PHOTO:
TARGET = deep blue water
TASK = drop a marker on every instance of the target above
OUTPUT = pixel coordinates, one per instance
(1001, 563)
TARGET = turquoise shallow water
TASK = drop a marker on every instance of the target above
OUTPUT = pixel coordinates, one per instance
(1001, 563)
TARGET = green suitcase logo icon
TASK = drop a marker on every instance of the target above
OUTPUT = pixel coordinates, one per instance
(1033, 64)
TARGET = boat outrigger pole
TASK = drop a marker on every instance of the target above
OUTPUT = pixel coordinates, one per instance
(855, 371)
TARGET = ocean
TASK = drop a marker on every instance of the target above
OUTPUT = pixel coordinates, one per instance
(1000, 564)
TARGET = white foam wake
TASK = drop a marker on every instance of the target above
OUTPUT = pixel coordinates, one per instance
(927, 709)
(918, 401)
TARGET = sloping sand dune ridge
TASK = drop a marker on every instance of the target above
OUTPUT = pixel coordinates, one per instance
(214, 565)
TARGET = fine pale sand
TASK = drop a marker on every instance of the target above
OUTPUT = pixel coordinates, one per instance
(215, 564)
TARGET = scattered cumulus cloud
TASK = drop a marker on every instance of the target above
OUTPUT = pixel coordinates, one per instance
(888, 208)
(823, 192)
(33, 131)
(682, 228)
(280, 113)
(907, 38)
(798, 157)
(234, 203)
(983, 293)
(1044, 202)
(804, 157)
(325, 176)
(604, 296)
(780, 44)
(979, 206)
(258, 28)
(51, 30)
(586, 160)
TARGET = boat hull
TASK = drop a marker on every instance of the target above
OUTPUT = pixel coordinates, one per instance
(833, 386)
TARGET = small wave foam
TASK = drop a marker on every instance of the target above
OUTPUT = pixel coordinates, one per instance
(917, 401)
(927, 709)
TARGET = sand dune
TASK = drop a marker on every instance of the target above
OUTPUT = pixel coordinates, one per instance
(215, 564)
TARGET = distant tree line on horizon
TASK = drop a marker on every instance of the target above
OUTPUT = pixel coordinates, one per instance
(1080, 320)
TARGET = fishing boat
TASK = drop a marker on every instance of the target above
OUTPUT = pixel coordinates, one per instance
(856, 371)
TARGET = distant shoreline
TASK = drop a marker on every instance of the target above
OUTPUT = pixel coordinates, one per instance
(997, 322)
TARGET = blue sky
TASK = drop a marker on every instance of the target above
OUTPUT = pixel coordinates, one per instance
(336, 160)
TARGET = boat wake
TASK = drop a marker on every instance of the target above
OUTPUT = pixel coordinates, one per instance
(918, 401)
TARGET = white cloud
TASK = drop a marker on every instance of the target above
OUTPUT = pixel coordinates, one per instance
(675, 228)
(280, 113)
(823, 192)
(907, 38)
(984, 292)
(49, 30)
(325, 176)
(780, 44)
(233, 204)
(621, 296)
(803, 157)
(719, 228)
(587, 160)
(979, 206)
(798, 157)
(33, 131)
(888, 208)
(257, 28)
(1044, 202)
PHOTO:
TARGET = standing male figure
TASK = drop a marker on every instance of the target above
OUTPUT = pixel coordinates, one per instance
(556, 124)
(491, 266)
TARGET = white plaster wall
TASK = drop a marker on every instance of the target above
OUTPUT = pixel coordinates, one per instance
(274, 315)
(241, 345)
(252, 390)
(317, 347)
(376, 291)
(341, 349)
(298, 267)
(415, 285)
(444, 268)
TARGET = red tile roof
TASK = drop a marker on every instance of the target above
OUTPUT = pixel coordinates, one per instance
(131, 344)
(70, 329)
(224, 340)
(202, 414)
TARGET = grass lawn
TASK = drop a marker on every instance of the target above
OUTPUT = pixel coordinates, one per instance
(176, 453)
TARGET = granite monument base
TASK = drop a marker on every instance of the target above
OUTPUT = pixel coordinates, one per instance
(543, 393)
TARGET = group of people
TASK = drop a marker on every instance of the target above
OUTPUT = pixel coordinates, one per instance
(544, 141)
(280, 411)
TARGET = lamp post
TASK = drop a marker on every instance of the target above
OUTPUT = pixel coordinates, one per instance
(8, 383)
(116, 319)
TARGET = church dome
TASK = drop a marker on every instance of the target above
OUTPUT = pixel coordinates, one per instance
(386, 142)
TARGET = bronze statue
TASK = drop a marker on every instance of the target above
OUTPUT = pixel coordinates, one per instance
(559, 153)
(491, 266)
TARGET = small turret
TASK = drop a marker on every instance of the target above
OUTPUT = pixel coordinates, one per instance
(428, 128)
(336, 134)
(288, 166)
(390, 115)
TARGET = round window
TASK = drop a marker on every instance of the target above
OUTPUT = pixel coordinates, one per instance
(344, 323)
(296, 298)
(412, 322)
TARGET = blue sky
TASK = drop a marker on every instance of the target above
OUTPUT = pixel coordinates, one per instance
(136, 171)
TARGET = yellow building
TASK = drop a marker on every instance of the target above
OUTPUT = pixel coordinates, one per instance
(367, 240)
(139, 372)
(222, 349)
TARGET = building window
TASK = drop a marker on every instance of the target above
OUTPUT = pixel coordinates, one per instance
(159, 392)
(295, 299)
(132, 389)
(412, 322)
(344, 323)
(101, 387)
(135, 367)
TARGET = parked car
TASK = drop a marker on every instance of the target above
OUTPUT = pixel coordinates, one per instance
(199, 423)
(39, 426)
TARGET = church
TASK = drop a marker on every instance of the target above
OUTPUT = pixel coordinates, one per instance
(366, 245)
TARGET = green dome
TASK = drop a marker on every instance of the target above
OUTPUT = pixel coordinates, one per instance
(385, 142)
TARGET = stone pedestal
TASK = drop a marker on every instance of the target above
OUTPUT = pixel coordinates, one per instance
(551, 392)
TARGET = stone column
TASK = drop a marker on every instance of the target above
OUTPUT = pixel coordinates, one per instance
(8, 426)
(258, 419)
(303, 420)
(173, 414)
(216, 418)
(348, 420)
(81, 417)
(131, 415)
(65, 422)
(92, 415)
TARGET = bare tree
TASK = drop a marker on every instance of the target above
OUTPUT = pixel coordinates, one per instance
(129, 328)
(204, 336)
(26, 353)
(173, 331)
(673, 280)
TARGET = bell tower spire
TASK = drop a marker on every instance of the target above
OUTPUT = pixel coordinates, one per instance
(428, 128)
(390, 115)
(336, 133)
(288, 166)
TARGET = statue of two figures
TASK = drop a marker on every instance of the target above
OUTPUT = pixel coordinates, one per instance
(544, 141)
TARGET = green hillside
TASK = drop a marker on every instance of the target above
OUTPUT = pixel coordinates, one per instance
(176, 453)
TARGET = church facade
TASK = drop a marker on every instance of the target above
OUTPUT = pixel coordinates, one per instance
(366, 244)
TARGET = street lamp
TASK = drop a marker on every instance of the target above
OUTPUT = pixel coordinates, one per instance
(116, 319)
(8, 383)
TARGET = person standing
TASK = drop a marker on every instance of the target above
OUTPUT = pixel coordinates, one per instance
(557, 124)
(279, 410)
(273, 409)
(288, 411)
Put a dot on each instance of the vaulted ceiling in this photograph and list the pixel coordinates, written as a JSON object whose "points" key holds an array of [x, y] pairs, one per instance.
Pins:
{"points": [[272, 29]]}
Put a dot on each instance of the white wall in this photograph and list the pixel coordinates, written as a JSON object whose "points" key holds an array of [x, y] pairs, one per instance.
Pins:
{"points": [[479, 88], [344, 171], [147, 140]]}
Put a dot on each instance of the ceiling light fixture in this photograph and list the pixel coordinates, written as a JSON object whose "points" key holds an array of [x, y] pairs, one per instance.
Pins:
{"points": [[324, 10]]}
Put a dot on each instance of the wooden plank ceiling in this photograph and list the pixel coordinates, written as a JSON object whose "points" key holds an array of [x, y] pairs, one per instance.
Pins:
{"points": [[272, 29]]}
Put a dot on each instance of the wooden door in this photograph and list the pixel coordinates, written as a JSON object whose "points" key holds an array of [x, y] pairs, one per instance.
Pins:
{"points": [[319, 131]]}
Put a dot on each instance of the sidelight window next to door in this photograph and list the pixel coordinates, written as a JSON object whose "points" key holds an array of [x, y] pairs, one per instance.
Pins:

_____

● **WHAT THE TASK REQUIRES**
Whenever the string "green" shows up in a line of the records, copy that line.

● **RESULT OF THE EXERCISE**
TARGET = green suitcase logo icon
TARGET = green dome
TARGET = green hillside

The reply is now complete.